> The request:
Identify every line of the data below that contains the string "leaf", matching case exactly, and copy each of those lines.

Coordinate annotation data
□ □ □ □ □
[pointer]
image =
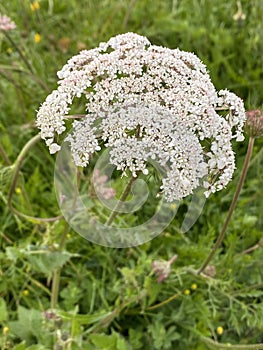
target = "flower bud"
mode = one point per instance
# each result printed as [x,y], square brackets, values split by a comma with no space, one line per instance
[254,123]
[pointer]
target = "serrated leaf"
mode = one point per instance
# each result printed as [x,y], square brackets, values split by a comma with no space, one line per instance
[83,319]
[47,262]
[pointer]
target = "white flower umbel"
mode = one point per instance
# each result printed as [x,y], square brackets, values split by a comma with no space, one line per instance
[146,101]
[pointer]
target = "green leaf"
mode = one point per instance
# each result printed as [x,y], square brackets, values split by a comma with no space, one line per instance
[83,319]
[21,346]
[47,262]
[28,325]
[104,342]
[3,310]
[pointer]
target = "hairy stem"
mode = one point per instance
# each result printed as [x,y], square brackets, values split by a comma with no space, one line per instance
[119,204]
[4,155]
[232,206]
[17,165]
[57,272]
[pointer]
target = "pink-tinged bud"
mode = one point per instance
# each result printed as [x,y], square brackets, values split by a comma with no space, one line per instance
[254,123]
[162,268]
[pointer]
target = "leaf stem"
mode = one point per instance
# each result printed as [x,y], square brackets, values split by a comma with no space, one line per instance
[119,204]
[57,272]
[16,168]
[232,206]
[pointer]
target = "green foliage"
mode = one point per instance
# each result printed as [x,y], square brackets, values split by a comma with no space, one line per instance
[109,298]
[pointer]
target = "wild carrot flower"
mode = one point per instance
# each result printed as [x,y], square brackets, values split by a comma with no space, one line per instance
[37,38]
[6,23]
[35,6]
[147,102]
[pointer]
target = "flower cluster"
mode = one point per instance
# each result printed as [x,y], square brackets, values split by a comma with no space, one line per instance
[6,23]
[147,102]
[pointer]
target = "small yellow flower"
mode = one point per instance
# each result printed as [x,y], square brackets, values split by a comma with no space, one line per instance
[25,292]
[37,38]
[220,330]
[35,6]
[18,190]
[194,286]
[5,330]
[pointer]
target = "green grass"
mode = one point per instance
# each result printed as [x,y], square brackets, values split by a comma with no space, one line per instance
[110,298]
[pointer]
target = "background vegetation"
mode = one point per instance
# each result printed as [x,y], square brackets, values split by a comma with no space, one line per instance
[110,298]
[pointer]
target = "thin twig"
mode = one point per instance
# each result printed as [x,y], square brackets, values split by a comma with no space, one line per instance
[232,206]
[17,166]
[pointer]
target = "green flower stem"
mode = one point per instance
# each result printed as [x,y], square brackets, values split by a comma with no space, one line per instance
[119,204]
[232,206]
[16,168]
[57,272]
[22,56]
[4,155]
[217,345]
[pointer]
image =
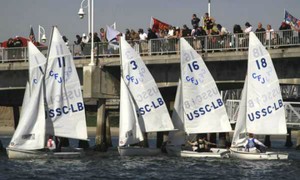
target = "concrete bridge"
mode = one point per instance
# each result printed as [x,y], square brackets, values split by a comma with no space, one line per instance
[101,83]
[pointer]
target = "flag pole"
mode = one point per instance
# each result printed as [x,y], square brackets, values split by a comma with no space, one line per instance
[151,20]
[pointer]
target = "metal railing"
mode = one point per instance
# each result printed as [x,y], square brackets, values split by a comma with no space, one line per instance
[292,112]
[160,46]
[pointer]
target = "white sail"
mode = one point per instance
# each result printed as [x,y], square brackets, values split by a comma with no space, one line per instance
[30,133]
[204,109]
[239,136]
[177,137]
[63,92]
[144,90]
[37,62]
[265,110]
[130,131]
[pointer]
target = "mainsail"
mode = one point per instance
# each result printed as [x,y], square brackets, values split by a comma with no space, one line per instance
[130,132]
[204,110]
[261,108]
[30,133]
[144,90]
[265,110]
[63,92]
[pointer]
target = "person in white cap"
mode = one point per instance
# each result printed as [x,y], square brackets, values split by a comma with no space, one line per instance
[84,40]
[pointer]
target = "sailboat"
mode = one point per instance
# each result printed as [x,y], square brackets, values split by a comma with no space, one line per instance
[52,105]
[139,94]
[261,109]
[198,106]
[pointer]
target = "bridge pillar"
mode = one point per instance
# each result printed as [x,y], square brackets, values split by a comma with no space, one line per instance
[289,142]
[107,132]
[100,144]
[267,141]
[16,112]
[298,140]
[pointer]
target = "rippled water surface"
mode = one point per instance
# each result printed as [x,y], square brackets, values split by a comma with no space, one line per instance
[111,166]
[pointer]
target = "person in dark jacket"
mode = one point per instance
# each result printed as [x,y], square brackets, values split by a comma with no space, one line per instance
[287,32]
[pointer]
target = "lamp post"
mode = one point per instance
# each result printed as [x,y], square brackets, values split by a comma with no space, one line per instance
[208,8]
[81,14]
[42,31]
□ □ □ □ □
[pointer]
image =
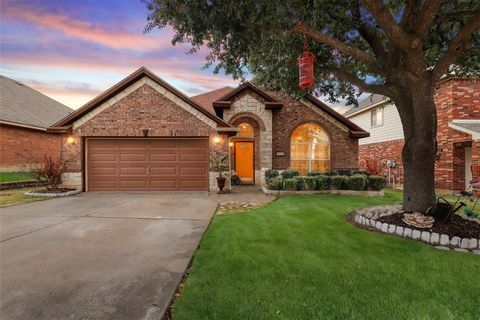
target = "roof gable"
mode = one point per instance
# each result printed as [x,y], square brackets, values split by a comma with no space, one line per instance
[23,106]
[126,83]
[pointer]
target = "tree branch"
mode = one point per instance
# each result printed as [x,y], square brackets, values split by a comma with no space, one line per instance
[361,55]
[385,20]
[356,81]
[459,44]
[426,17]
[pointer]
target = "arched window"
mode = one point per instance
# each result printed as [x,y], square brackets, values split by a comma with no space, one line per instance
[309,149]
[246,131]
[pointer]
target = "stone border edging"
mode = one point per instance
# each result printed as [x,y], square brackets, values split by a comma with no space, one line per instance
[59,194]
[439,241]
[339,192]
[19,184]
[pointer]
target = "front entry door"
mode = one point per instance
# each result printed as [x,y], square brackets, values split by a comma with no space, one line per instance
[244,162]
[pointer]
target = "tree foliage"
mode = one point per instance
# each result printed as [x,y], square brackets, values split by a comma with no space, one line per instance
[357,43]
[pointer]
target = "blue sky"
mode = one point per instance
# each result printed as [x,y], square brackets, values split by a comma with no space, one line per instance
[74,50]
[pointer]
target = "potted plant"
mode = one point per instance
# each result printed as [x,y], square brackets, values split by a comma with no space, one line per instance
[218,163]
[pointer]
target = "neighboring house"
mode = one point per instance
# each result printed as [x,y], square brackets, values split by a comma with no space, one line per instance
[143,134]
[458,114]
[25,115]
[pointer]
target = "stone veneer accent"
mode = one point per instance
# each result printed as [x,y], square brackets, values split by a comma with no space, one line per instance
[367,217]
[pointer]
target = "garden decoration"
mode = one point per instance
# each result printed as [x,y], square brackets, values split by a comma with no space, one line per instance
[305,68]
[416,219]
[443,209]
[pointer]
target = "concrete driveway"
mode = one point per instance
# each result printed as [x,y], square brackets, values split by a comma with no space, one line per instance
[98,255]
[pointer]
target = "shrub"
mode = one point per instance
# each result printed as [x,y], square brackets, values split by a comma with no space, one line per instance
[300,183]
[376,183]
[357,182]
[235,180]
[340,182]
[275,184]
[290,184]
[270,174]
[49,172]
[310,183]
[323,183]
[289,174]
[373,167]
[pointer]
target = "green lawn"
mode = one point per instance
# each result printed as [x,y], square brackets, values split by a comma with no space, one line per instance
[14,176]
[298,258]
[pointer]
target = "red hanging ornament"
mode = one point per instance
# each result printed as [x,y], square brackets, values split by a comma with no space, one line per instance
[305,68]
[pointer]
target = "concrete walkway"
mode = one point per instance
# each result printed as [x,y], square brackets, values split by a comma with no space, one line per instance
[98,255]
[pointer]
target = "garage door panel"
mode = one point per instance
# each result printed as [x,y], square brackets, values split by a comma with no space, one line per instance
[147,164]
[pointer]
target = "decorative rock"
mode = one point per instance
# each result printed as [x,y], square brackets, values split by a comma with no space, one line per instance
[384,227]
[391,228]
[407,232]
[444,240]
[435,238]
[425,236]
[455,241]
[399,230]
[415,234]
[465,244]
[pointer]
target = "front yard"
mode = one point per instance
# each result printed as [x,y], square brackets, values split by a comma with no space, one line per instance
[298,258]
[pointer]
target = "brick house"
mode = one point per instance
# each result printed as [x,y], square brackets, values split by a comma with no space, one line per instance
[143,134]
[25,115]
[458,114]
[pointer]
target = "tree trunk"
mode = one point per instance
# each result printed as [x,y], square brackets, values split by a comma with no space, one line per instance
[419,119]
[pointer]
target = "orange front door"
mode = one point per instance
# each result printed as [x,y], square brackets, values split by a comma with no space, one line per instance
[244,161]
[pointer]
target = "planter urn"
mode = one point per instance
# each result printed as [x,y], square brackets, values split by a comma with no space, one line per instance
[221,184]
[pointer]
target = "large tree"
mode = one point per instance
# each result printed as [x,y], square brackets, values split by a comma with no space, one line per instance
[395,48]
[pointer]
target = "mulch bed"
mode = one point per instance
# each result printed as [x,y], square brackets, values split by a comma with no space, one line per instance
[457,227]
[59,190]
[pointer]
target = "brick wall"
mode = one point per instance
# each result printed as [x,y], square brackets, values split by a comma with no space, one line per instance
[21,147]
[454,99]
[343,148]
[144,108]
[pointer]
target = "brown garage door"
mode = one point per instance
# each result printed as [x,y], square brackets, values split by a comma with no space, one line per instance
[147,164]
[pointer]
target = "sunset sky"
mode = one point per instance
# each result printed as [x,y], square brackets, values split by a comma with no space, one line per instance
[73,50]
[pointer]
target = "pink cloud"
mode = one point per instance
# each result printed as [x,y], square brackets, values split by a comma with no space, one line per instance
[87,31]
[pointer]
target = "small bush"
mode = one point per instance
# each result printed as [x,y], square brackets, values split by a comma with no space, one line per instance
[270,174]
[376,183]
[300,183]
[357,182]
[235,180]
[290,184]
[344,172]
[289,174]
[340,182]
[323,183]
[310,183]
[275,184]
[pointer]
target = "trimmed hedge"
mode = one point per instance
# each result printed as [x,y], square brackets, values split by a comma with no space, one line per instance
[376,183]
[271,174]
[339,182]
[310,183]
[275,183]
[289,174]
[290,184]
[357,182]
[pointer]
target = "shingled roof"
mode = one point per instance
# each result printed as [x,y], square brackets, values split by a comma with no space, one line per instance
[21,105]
□ □ □ □ □
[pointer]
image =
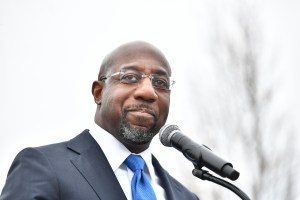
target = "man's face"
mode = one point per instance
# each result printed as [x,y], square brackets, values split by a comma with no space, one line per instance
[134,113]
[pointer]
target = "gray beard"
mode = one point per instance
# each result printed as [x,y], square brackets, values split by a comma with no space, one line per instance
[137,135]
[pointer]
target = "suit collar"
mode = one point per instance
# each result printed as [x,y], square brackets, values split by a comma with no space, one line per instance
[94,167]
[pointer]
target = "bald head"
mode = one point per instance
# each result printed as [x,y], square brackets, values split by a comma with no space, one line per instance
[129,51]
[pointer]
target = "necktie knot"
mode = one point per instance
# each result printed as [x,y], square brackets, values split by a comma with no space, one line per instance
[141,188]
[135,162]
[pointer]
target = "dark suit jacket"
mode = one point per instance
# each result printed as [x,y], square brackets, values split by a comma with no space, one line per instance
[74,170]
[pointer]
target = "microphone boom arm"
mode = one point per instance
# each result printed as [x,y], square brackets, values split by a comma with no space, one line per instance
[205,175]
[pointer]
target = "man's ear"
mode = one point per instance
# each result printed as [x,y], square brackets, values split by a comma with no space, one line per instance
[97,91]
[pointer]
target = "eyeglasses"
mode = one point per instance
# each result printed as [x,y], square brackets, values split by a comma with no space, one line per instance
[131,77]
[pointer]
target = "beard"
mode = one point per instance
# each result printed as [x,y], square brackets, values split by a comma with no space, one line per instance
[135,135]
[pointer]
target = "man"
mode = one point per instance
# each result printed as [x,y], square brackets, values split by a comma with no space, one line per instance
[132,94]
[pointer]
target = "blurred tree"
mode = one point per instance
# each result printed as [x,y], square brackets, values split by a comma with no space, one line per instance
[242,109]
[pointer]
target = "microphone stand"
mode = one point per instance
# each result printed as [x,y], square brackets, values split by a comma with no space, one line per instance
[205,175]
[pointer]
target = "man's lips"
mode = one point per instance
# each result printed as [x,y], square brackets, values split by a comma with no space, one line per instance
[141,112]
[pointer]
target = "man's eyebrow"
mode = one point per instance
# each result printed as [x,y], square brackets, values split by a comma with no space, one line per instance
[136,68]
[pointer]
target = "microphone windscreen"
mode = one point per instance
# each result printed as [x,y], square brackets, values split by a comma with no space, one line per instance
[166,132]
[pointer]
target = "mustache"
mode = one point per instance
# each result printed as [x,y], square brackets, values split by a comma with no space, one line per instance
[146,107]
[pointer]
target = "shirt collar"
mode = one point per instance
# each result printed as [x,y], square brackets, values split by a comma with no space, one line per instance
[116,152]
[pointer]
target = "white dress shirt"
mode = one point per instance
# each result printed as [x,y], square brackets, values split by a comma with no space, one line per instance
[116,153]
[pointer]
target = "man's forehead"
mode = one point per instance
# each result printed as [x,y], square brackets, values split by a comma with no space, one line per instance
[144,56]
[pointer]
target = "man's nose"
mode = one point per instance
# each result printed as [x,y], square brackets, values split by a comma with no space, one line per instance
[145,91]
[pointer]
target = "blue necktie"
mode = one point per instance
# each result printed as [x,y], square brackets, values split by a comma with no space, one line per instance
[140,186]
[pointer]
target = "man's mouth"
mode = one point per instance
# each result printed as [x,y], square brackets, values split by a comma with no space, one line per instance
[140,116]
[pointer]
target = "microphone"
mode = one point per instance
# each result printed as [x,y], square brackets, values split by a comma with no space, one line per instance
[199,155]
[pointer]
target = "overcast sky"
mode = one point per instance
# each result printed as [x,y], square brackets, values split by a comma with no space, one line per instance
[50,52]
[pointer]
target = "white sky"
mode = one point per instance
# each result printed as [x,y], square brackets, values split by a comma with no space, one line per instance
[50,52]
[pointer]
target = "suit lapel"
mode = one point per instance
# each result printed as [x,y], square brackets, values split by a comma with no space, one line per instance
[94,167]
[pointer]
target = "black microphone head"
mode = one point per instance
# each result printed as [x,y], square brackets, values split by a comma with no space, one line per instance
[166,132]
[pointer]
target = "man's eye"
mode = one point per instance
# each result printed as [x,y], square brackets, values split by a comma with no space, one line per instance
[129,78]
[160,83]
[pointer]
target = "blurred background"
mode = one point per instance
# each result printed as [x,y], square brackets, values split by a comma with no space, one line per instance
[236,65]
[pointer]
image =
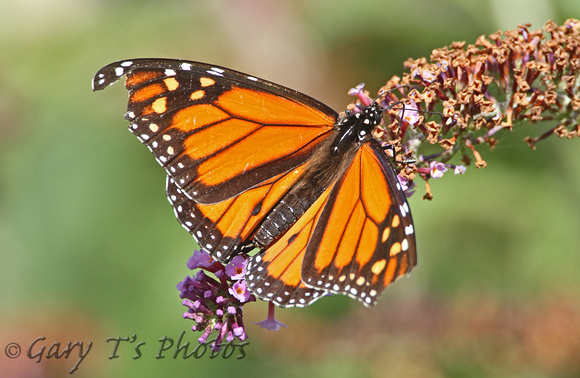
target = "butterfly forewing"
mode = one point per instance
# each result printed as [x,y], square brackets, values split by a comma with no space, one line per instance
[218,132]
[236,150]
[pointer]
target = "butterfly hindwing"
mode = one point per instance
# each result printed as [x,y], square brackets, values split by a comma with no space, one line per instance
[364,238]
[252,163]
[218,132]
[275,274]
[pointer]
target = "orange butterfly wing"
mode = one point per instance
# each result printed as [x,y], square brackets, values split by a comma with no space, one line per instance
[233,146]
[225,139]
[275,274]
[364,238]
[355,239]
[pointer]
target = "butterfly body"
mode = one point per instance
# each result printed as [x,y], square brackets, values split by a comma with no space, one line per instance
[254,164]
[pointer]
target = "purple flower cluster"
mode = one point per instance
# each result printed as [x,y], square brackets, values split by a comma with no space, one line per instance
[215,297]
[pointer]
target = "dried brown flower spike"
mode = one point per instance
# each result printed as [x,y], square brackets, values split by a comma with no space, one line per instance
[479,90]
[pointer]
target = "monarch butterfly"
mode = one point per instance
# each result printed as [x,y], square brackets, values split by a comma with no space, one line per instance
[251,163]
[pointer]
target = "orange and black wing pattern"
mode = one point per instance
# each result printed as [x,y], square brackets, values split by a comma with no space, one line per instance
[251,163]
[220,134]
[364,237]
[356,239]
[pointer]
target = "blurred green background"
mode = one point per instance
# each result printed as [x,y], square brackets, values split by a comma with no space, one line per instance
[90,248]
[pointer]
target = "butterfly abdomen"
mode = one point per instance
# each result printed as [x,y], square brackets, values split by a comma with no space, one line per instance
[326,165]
□ □ □ □ □
> Exercise result:
target = "serrated leaf"
target = "green leaf"
target = "leaf stem"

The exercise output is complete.